Aufgabe 1 — Bei welchem Verein spielte Robin Gosens laut dem Interview mit ihm, als er zum Probetraining nach Dortmund kam?
Aufgabe 2 — Ändere im Interview mit Robin Gosens den Abschnitt von „Robin Gosens, als“ bis „auf dem Rasen.“: Schreib ihn noch einmal ab und setze dabei „Hütchenreihe“ statt „Koordinationsleiter“ ein.
Aufgabe 3 — Setze das Interview mit Robin Gosens im Anschluss an seine letzte Zeile fort.

Lesetext —
-*-*-
Robin Gosens erfüllt sich einen Traum und wechselt zu Union Berlin in die Bundesliga. Wer hätte das gedacht? Er mit Sicherheit nicht. Mit 18 kickte er noch auf dem Dorf, ging in die Disko und versaute sein Probetraining beim BVB. Wir haben mit ihm über seine wahnwitzige Karriere gesprochen.
Hinweis: Das Interview erschien erstmals im März 2019.
Robin Gosens, als Jugendlicher wurden Sie von Borussia Dortmund zum Probetraining in der U19 eingeladen. Heute nennen Sie den Nachmittag ein „Fiasko“. Warum?
Weil ich mich schon beim Aufwärmen gefragt habe: „Robin: Wat machst du hier eigentlich?“
Schon beim Aufwärmen?
Es unterschied sich maximal von allem, was ich kannte. Ich spielte damals beim VfL Rhede, erste Leistungsklasse Niederrhein. Ordentliches Niveau, aber im Endeffekt besserer Bauernfußball. Bei uns in Rhede machten wir zu Trainingsbeginn ein Eck auf, alberten ein bisschen rum, dann gab es Schusstraining, dann ein Spielchen, und danach ging es auch schon wieder ab nach Hause. In Dortmund lag eine Koordinationsleiter auf dem Rasen.
Klingt nach dem falschen Trainingsgerät für einen nervösen Jugendlichen.
Schon da lief es katastrophal. Bei den für mich viel zu komplexen Passübungen wurde es nicht besser. Aber das Schlimmste kam erst noch. Ein taktisches Elf gegen Elf über den ganzen Platz. Ich wurde überrannt. Ich habe mich die ganze Zeit hilflos umgeguckt und hatte keinen Schimmer, wo ich hinlaufen soll. Unter dem Strich ein Fiasko. Nach dem Training sprach ein Betreuer mit mir. Er sagte: „Wir melden uns dann bei dir, falls etwas sein sollte.“ Aber ich wusste genau: Das Thema ist durch. Ich habe auch nichts mehr aus Dortmund gehört.
Wie fühlt man sich, wenn man eine derart große Chance verpasst?
Ach, ich war nicht mal sonderlich traurig. Die anderen Jungs waren einfach zu gut gewesen, es war nicht mal knapp zwischen uns. In meiner Dorftruppe in Rhede war ich ein kleiner Star, aber dort, in Dortmund, war ich ein Niemand.
Bis auf den BVB hatte Sie bis dahin kein größerer Klub auf dem Schirm. Wieso?
Ehrlich gesagt war ich als Jugendlicher, zumindest bis zur B‑Jugend, kein auffälliger Spieler. Klar, ich war in Rhede ein Leistungsträger, dort waren alle zufrieden mit mir. Und als ich 17 war, hörte ich auch immer öfter, dass ich mich sehr gut entwickelt hätte. Aber es war nie so, dass irgendwer angekommen wäre und gesagt hätte: „Alter, du bist ja eine Rakete! Mach was aus dir!“
Wollten Sie denn Profi werden?
-*-*-
Material —
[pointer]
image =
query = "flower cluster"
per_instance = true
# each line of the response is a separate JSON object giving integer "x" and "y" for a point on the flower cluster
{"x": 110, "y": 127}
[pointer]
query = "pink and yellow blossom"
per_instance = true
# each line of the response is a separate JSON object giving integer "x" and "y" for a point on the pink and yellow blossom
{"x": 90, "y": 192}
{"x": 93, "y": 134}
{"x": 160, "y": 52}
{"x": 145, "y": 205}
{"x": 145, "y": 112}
-*-*-
Lösung 1 — Beim VfL Rhede.

Lösung 2 —
Robin Gosens, als Jugendlicher wurden Sie von Borussia Dortmund zum Probetraining in der U19 eingeladen. Heute nennen Sie den Nachmittag ein „Fiasko“. Warum?
Weil ich mich schon beim Aufwärmen gefragt habe: „Robin: Wat machst du hier eigentlich?“
Schon beim Aufwärmen?
Es unterschied sich maximal von allem, was ich kannte. Ich spielte damals beim VfL Rhede, erste Leistungsklasse Niederrhein. Ordentliches Niveau, aber im Endeffekt besserer Bauernfußball. Bei uns in Rhede machten wir zu Trainingsbeginn ein Eck auf, alberten ein bisschen rum, dann gab es Schusstraining, dann ein Spielchen, und danach ging es auch schon wieder ab nach Hause. In Dortmund lag eine Hütchenreihe auf dem Rasen.

Lösung 3 —
Natürlich hatte ich den Traum im Hinterkopf. Aber ich hatte damit abgeschlossen. Und ich war ja auch nicht unglücklich mit meinem Leben.
Wie lief ihr Leben denn so?
Unter der Woche ging ich zur Schule. Nebenher jobbte ich an einer Tanke hinterm Tresen.
Und am Wochenende?
Freitagabends verabschiedete ich mich von meinen Eltern mit den Worten: „Sonntag, nach dem Spiel, könnt ihr mich wieder abholen.“ Dann fuhr ich von Elten rüber nach Rhede, dort wohnten alle meine Kumpels. Und dann waren wir zwei Abende unterwegs. Das volle Programm.
Wie sah das aus?
Freitag raus, Samstag raus, die Nächte durchzelebriert. In Rhede gab es eine angesagte Dorfdisco, das „Blues“. Davor trafen wir uns meistens bei den Eltern meines Mannschaftskollegen Buggi (André Bugla, d. Red.) im Keller. Dort wurde dann vorgescheppert. Zu der Zeit trillerten wir immer den gleichen Song: „Kama Ahava“. Ich weiß gar nicht, von wem der ist, aber der Text geht nur so: „Kama, Kama Ahava!“ Der letzte Schwachsinn, aber wir haben dieses Lied übertrieben gefeiert. Irgendwann fuhren wir dann alle zusammen mit den Fahrrädern zum Blues. Wunderbare Nächte.
Auch vor Spielen?
Klar. Eigentlich erstaunlich, dass wir das durchgestanden haben, ganz verkehrt war das Niveau ja auch nicht. Aber Buggi und ich hatten stets das Gefühl: Je länger wir unterwegs waren, desto besser lief es auf dem Platz.
Kurz nach dem BVB-Probetraining wurden Sie bei einem Auswärtsspiel in Klewe von einem niederländischen Scout entdeckt. Waren Sie vor dieser richtungsweisenden Partie auch im Blues?
Und ob. Ich hatte maximal eine Stunde geschlafen, es war eine der Nächte, in denen wir mehr oder weniger direkt aus dem „Blues“ zum Treffpunkt gestolpert sind.
Wie konnte das gutgehen?
Ich weiß es nicht, aus heutiger Sicht ist das für mich fast unvorstellbar. Aber vom Anstoß weg habe ich die Sterne vom Himmel gespielt. Ich schoss ein Tor selber, ich bereitete weitere Tore vor, im Prinzip gelang mir alles. Direkt nach dem Spiel, ich war gerade auf dem Weg vom Platz in die Kabine, sprach mich dann ein Typ an. Er meinte, er sei ein Scout von Vitesse Arnheim und eigentlich wegen eines anderen Spielers gekommen. Jetzt wollte er aber lieber mit mir reden.
Und Sie?
Ich wollte eigentlich überhaupt nichts sagen. Mir wurde ganz heiß.
Warum?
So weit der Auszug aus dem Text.